» Given passage
Start of Block

Botox is by the far the best way to treat this glabella area. The alternative is to cut the glabella muscle surgically. Please consult an experienced physician for the best cosmetic results.
At this time, treatment for "glabella" muscle complex spasm include:
- Botox and similar injectable muscle relaxers such as Dysport or Xeomin
- Surgical resection of the muscle(s) required to return balance to the spastic muscle bundles.
- meditation and hypnosis and biofeedback exercises
Not yet commonly available options to include:
- cryotherapy of the muscle
- neurectomy of the nerve to the muscle
- topical muscle relaxants
Please consult with a Board Certified Plastic Surgeon, ENT Facial Surgeon or neurologist (particularly if pain control is an issue).
I wish you the best!
There are surgical options available for this issue, but safe and reliable results can be obtained with Botox or another neuromodulator. I would actually suggest that you FIRST experiment with solving this problem with Botox because it's results are not permanent. This way you can learn if altering this area is going to be something you would want to change permanently.
There are cryo-destructive approaches and new radiofrequency treatments that are supposed to destroy the nerve. I actually still think injection neuromodulation is the best option, because although not permanent, if done regularly over time, often "re-trains" these overactive muscles and you do see long lasting improvement. It works best if started younger rather than older in my experience. Finally, you should try it at least once to see if you like the look before you choose a permanent option.
Botox over time will atrophy the glabella muscle helping those frown lines look less noticeable. Botox does wear off in 3 months. A surgical treatment would be to remove some of the glabella muscle, thereby weakening the muscles.
Thank you for your question. Outside of wrinkle relaxers like Botox, there is no other medication or treatment that can help provide relief from your contracted glabellar muscles. You can try and train yourself away from furrowing your brow through application of a breath-rite nasal strip to your glabella which can provide a form of biofeedback to remind you when you are contracting, but this may take a lot of training to achieve. Though I understand your apprehension to using a temporary medicine like Botox, it does work well, and is minimally invasive. I hope this helps.
the muscle can be removed surgically, though it tends to come back, especially in people who contract it all the time.... and you then need botox again. I have long and extensive experience in this area. Surgery works completely and permanently in a minority of people.
The best results here are from botox or dysport
Botox/Dysport is a great solution to your problem and if you don't like it--it wears off. If you want a permanent fix, you may wish to have surgery or radiofrequency treatments to remove or weaken these muscles. I would proceed with a lot of caution if you are doing a permanent treatment. This does not constitute official medical advice. Good luck.
If you're planning to have a blepharoplasty, you can have those muscles excised and weakened at surgery.

End of Block

» Listed records
Start of Block

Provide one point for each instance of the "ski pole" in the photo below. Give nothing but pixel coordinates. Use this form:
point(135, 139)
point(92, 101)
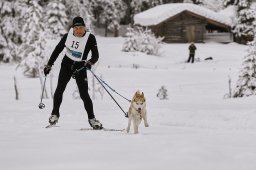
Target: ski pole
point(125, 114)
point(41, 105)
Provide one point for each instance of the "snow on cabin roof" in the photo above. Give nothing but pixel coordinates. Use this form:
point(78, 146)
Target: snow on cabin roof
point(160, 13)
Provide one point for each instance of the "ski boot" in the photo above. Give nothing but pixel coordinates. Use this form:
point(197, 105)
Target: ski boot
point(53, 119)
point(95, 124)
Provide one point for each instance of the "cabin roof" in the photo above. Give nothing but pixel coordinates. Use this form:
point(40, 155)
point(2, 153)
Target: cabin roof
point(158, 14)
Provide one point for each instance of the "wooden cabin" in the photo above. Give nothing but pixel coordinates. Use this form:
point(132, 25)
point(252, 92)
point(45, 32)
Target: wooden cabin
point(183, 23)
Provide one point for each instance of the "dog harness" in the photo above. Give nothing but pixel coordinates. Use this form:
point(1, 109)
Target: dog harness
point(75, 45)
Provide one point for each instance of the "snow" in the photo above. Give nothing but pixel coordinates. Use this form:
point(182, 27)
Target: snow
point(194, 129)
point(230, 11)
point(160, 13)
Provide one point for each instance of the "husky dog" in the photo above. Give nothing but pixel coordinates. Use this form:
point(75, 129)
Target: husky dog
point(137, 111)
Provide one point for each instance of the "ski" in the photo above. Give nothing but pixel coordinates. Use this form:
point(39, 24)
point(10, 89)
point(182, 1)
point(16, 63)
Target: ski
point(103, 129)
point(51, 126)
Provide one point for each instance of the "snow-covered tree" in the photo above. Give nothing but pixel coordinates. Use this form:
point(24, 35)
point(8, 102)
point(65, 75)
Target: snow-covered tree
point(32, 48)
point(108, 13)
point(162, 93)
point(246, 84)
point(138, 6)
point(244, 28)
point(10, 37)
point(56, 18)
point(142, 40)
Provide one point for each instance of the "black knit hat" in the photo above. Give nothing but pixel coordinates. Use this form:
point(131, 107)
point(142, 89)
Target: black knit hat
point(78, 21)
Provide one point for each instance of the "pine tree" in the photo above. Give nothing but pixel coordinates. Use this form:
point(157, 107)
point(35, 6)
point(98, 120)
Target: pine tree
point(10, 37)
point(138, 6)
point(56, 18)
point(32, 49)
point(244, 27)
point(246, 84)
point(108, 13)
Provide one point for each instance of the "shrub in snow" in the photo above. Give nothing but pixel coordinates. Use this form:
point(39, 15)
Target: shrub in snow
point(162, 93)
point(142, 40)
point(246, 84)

End of Block
Start of Block

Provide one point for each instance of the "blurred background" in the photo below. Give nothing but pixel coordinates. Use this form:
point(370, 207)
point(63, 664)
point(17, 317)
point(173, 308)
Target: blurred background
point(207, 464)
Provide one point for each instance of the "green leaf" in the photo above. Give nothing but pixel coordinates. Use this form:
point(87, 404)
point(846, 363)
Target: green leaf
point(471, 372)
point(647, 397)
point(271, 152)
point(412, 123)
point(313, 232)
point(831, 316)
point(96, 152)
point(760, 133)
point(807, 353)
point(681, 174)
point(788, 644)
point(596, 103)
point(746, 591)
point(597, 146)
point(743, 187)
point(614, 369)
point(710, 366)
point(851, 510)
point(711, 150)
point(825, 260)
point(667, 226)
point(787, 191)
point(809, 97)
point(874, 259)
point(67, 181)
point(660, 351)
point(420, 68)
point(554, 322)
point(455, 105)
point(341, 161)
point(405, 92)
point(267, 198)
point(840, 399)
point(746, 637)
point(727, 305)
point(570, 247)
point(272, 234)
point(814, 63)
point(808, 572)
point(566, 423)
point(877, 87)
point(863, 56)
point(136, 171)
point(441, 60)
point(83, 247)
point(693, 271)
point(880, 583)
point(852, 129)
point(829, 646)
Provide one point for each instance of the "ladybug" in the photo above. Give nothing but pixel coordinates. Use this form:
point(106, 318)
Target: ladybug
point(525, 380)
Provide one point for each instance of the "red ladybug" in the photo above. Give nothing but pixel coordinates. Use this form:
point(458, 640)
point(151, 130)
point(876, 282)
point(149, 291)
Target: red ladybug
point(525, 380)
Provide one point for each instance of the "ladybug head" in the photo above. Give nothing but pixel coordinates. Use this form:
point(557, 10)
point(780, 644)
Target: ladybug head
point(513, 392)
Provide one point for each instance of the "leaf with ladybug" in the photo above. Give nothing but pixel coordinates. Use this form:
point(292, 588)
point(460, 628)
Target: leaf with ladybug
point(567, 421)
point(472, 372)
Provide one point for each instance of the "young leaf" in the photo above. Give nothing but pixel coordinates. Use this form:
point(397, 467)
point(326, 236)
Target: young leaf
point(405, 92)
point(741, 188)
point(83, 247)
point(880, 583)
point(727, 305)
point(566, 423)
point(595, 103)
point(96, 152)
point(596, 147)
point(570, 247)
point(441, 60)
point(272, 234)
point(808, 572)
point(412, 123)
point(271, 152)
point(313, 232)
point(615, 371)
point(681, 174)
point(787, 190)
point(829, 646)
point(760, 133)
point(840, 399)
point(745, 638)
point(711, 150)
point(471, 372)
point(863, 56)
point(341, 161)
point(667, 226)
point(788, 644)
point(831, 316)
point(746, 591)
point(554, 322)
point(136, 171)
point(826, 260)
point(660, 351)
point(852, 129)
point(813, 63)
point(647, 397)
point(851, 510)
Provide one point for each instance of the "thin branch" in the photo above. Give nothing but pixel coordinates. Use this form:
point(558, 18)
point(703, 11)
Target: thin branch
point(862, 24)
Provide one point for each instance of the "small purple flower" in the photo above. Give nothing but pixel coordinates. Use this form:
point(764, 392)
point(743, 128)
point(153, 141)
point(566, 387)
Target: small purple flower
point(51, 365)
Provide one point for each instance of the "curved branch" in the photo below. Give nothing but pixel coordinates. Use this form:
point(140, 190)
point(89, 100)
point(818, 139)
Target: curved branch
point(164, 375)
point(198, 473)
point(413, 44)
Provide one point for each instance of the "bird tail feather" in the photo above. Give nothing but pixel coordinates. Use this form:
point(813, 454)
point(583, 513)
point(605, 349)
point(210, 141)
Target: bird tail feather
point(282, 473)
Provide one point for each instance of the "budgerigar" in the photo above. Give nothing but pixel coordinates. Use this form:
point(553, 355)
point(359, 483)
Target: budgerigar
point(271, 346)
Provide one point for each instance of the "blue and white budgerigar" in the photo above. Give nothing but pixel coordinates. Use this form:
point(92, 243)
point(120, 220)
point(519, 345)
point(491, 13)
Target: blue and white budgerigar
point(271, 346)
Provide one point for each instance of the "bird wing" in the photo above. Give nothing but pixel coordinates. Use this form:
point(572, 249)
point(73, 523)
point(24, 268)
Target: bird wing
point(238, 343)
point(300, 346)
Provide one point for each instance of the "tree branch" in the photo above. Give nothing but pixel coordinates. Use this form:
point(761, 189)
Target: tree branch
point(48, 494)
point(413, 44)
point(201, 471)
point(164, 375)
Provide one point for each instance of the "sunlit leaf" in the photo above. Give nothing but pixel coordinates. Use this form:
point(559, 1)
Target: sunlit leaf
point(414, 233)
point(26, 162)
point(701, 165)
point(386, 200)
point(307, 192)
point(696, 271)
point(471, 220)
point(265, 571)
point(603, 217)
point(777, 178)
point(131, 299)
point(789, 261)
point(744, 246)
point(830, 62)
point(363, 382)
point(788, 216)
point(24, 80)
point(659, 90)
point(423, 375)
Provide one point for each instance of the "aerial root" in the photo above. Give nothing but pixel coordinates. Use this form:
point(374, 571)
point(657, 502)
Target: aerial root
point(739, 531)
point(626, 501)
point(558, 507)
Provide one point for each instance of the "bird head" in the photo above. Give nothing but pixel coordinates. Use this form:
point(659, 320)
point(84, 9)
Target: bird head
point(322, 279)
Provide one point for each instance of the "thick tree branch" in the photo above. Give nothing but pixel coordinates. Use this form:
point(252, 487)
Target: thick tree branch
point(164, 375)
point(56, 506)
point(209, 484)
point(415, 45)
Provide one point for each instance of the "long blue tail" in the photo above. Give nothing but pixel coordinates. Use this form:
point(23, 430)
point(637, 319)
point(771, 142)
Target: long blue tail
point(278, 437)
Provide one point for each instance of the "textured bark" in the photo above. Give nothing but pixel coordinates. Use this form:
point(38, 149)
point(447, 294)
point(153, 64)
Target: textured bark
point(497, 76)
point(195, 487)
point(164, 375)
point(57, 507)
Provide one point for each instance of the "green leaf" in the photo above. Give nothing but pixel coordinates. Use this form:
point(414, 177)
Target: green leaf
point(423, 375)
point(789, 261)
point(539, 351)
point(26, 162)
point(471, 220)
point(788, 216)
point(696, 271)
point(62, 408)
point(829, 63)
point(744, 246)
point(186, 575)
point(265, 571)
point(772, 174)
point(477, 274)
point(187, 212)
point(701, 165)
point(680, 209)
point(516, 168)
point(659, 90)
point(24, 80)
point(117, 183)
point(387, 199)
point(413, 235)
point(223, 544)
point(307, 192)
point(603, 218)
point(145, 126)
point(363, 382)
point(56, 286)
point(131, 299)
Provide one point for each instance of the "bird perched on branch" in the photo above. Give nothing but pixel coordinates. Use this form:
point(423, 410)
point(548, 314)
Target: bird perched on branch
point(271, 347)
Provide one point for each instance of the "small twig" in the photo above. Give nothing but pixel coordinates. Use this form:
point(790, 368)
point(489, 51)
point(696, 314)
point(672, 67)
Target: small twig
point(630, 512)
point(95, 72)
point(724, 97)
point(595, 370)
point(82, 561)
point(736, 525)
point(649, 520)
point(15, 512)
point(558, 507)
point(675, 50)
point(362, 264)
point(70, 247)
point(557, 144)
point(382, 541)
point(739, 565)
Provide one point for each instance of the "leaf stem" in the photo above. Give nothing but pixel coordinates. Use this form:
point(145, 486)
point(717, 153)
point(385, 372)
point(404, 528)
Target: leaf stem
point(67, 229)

End of Block

» What to do
a - In the text on glabella muscle treatment, condense the paragraph beginning "There are cryo-destructive approaches" into a shorter version that keeps its main points.
b - According to the text on glabella muscle treatment, how long does Botox take to wear off?

» Your written answers
a - Cryo-destructive approaches and new radiofrequency treatments are meant to destroy the nerve, but injection neuromodulation is still the best option. It is not permanent, but done regularly over time it often "re-trains" overactive muscles and gives long-lasting improvement, and it works best when started younger. Try it at least once to see if you like the look before choosing a permanent option.

b - 3 months.